Collected data:
....................

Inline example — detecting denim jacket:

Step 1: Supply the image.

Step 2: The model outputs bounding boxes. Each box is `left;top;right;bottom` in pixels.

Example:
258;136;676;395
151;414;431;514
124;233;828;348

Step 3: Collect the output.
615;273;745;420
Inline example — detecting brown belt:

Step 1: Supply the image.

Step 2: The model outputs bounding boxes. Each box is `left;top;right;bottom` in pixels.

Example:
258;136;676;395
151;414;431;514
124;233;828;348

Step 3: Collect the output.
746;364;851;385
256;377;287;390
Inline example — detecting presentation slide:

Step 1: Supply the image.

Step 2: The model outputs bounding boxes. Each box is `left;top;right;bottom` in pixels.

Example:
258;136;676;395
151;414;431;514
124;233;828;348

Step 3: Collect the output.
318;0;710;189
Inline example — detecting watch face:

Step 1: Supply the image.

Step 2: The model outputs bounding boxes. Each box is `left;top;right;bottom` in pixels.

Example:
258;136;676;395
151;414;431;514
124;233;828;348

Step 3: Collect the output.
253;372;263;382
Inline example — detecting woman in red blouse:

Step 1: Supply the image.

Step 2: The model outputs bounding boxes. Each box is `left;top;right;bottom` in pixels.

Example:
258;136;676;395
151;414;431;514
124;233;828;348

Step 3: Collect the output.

....................

## TASK GOAL
After reading the data, retype all of it exactly as it reads.

## OUTPUT FOR THIS TASK
Inline example — detecting denim jacket:

Step 1: Supply the image.

Step 2: The model outputs bounding boxes. Each box is `left;top;right;bottom` in pixels.

Example:
258;136;676;395
151;414;431;514
124;233;828;348

Step 3: Collect the output.
615;273;745;420
Inline example — detecting brown belt:

Step 1: Supply the image.

Step 2: The model outputs bounding boxes. Each box is `left;top;right;bottom` in pixels.

Example:
258;136;676;395
151;414;431;514
124;233;828;348

Step 3: Collect the output.
746;364;851;385
256;377;287;390
Inline example — detecting presentation slide:

Step 1: Supply the image.

Step 2: The model outputs bounding boxes. Each box is `left;top;right;bottom` in pixels.

Example:
258;136;676;395
151;414;431;514
124;233;828;348

Step 3: Collect the output.
318;0;710;189
Inline example — detecting watch face:

Step 1: Supply the image.

Step 2: The model outputs bounding boxes. Each box is `left;top;right;bottom` in pixels.

Example:
258;136;676;395
151;414;431;514
124;233;828;348

Step 3: Collect the output.
253;372;263;382
Inline example — detecting woman in red blouse:

Step 1: Supply the image.

Step 2: The model outputs bounding boxes. Each box is `left;top;right;bottom` in pixels.

Example:
258;136;676;395
151;414;431;514
124;233;828;348

Step 3: Collect the output.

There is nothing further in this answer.